*Task to carry out:* Here is the task for the records below: repeat exactly the lines from the one with "x=775 y=115" to the one with "Practice. Annotate every instance of the white", both included, and nothing else.

*Records from a dataset:*
Content starts

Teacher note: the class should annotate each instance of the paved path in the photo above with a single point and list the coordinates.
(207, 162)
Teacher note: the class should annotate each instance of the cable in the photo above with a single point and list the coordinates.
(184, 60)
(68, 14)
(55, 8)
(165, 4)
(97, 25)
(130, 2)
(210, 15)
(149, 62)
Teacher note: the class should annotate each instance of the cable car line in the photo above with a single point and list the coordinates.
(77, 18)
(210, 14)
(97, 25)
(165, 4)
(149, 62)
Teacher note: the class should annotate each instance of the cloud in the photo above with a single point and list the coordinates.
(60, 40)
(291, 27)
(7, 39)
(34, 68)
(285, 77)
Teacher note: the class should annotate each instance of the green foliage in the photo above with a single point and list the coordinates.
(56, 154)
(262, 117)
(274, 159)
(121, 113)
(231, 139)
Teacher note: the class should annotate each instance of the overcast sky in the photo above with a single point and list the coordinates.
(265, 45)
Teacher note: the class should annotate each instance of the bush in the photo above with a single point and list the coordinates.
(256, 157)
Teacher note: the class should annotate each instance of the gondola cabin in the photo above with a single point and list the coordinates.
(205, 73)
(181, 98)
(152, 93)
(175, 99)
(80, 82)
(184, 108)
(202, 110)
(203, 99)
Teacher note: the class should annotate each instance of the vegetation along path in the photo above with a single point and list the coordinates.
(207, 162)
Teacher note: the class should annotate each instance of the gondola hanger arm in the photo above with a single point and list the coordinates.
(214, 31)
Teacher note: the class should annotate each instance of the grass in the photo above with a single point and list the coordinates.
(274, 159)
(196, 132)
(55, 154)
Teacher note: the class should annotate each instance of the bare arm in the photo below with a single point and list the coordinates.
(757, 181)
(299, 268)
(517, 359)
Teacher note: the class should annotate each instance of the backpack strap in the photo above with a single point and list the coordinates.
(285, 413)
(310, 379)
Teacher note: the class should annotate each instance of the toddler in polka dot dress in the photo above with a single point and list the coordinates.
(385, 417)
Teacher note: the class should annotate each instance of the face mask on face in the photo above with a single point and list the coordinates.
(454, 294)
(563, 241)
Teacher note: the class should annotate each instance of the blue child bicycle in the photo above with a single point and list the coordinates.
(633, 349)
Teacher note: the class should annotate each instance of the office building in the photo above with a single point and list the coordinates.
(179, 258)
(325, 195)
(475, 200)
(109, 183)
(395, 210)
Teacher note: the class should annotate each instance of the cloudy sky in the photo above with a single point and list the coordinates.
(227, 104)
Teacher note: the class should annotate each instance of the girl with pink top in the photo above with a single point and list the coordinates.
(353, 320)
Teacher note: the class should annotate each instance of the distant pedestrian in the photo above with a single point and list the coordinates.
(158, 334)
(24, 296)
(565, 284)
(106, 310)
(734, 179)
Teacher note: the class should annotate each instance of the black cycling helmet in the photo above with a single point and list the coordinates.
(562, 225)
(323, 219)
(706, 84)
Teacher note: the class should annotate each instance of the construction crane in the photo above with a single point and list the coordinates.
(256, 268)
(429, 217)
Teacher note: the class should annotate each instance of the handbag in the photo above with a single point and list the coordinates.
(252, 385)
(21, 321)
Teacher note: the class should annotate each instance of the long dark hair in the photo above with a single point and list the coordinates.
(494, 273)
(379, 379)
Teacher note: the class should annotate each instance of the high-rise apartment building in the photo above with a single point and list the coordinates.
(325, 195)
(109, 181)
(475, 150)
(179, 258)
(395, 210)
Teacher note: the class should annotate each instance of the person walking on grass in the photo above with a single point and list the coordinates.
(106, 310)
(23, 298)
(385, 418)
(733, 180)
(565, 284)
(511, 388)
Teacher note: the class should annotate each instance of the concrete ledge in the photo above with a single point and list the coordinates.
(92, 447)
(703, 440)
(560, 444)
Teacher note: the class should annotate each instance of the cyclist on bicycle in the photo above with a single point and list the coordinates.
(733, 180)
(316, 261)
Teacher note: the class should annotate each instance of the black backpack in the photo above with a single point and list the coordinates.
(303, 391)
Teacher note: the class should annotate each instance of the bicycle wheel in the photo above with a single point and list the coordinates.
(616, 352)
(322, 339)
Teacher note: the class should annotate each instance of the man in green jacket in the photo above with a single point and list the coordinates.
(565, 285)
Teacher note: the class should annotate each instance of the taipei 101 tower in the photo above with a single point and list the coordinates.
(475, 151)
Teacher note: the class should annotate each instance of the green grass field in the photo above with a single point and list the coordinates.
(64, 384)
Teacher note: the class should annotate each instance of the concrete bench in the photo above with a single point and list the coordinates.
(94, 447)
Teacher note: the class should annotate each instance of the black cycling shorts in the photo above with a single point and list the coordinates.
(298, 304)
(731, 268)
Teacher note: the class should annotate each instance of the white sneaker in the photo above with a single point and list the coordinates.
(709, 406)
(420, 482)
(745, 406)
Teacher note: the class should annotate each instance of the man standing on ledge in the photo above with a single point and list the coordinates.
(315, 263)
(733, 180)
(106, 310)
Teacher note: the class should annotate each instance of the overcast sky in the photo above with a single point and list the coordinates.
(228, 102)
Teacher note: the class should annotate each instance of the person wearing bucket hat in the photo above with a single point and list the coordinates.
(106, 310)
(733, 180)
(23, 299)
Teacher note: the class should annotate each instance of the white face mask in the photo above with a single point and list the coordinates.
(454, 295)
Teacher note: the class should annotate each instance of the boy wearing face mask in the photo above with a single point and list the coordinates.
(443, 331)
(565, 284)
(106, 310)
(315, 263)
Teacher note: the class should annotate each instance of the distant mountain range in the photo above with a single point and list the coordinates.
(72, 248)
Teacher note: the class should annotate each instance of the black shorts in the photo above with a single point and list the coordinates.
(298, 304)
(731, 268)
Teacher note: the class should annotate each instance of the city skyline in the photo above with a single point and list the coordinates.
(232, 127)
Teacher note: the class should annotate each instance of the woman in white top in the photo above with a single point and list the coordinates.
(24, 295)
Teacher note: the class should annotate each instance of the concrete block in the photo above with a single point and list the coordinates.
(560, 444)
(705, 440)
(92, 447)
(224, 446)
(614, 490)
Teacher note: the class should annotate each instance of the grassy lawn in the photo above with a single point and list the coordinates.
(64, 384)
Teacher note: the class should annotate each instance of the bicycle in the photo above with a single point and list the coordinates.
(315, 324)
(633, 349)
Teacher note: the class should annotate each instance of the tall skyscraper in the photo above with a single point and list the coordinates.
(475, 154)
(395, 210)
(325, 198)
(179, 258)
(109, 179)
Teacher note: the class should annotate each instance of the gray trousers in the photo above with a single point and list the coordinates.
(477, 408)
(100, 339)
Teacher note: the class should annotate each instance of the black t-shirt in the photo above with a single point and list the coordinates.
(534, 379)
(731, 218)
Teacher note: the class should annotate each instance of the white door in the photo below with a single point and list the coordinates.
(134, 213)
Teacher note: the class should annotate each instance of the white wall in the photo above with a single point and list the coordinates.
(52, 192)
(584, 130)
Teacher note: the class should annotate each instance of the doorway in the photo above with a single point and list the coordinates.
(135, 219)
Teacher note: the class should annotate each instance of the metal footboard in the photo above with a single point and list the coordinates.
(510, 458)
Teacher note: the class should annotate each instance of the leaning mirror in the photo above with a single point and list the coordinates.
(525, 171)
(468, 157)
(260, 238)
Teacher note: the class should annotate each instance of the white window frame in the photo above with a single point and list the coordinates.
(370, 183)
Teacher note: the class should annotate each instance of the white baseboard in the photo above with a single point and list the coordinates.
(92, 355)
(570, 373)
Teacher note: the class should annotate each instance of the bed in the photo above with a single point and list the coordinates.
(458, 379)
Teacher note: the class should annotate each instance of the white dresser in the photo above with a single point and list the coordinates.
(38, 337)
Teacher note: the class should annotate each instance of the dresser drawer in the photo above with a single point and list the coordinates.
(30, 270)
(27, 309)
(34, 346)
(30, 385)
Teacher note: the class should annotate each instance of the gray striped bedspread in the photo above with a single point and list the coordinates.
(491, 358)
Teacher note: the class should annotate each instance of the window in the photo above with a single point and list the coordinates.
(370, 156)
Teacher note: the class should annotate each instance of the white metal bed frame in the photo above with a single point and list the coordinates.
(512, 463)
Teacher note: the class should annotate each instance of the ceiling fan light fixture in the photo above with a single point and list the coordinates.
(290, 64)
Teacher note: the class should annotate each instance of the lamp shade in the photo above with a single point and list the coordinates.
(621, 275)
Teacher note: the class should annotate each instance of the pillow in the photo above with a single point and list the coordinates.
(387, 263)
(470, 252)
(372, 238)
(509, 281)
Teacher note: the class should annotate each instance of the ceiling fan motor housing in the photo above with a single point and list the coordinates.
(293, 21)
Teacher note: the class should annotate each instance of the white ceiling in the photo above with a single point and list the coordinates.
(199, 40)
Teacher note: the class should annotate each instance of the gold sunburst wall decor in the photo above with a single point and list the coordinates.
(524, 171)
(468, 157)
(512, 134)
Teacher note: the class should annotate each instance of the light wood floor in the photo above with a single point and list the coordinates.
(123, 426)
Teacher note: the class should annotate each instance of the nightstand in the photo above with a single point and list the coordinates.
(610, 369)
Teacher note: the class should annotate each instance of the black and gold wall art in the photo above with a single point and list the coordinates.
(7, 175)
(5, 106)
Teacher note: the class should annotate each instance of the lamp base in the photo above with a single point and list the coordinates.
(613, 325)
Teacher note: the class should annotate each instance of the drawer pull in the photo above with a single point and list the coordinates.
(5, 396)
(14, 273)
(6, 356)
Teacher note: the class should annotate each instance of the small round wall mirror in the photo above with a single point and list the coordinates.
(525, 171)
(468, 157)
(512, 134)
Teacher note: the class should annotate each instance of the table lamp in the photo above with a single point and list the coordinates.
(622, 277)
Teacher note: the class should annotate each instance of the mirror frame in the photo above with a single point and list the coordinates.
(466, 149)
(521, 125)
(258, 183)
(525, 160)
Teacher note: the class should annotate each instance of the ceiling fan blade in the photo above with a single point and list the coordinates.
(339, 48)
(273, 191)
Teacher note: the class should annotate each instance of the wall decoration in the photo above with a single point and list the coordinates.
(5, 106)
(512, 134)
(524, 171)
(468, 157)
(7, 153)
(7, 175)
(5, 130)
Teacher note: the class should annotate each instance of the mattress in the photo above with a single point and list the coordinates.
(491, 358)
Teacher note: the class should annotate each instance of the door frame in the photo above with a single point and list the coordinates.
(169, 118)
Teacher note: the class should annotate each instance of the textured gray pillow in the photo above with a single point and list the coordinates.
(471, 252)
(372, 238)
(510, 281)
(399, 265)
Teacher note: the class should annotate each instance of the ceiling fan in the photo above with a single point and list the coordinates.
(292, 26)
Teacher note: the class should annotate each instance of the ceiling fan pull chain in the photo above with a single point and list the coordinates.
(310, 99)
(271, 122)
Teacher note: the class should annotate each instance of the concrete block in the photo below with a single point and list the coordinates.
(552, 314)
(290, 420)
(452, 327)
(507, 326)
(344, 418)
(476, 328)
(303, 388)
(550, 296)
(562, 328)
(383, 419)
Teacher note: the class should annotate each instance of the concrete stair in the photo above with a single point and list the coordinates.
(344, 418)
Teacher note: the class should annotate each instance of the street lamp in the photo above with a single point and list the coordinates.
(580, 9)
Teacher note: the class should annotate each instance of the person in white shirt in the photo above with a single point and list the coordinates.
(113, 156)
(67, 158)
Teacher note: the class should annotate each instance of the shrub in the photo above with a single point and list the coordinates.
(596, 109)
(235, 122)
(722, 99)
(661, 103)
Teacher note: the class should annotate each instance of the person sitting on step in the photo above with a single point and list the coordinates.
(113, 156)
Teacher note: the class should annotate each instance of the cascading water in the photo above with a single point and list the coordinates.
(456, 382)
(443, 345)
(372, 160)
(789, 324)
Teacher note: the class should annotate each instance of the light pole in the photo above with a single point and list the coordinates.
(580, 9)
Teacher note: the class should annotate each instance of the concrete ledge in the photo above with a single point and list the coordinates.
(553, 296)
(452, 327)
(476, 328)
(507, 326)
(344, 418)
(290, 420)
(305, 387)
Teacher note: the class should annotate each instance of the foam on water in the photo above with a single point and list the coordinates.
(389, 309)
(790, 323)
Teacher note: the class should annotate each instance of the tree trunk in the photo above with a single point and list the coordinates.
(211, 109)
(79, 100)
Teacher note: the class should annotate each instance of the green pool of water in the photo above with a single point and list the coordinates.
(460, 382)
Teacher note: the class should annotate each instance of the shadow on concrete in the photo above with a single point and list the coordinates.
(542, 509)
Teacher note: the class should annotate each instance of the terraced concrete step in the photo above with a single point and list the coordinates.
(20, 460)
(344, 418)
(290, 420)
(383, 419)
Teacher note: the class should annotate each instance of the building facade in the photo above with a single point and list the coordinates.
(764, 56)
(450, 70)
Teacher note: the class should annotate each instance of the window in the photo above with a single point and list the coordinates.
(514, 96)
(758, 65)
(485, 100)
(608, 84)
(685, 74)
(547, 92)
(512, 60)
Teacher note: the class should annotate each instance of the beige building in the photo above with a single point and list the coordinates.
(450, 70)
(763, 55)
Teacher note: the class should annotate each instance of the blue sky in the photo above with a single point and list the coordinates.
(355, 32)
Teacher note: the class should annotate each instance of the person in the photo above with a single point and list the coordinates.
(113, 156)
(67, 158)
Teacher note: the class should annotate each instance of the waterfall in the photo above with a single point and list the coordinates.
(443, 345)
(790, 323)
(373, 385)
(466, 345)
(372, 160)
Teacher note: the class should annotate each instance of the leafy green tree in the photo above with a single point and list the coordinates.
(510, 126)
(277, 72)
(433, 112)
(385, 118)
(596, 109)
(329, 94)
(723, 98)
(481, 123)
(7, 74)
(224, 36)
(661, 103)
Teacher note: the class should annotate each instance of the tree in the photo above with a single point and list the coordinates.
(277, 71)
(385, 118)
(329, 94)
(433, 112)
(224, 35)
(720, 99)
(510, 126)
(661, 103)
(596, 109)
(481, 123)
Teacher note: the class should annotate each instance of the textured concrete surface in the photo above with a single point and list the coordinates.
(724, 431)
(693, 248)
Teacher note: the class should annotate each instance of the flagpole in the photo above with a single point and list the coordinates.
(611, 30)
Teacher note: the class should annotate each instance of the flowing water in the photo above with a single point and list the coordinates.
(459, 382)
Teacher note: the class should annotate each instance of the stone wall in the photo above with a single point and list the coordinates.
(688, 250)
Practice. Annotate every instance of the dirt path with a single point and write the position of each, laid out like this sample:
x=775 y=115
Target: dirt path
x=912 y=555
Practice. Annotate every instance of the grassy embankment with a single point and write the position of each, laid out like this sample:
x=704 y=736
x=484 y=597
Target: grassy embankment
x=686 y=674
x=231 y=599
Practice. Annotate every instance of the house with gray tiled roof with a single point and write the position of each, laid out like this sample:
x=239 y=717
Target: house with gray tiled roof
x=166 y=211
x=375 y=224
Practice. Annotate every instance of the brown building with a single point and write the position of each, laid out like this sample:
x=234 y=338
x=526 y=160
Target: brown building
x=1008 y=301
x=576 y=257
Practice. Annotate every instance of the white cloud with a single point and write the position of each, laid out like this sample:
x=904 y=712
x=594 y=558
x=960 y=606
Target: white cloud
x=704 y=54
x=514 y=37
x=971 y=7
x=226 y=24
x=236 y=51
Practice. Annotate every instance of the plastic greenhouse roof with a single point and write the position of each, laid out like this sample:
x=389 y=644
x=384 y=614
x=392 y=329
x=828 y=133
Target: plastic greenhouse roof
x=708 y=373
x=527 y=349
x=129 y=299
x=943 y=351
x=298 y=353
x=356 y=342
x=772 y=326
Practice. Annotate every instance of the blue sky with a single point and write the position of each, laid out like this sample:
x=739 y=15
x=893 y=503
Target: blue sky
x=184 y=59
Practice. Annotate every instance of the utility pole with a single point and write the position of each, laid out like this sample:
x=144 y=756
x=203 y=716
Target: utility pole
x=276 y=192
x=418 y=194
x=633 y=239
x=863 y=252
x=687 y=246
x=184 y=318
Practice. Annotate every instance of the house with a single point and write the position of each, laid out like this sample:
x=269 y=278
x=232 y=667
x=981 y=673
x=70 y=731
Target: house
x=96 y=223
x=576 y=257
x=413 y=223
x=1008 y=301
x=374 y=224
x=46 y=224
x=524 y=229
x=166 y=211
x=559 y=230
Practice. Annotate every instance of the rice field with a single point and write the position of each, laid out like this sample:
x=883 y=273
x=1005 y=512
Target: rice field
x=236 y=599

Content ends

*Written response:*
x=775 y=115
Target: dirt path
x=912 y=555
Practice. Annotate every instance of the grassy embankment with a single point and write the position of each, laid out like this sample:
x=704 y=736
x=484 y=597
Target: grassy embankment
x=686 y=674
x=231 y=599
Practice. Annotate every instance of the house with gray tiled roof with a single point and write the position of each, laid out like this sample:
x=239 y=717
Target: house with gray tiled roof
x=166 y=211
x=375 y=224
Practice. Annotate every instance of the brown building with a single point and write the position of each, laid out like this sample:
x=234 y=338
x=526 y=160
Target: brown building
x=1008 y=301
x=576 y=257
Practice. Annotate every instance of the white cloud with a single point and write the position of each, laid out like this sample:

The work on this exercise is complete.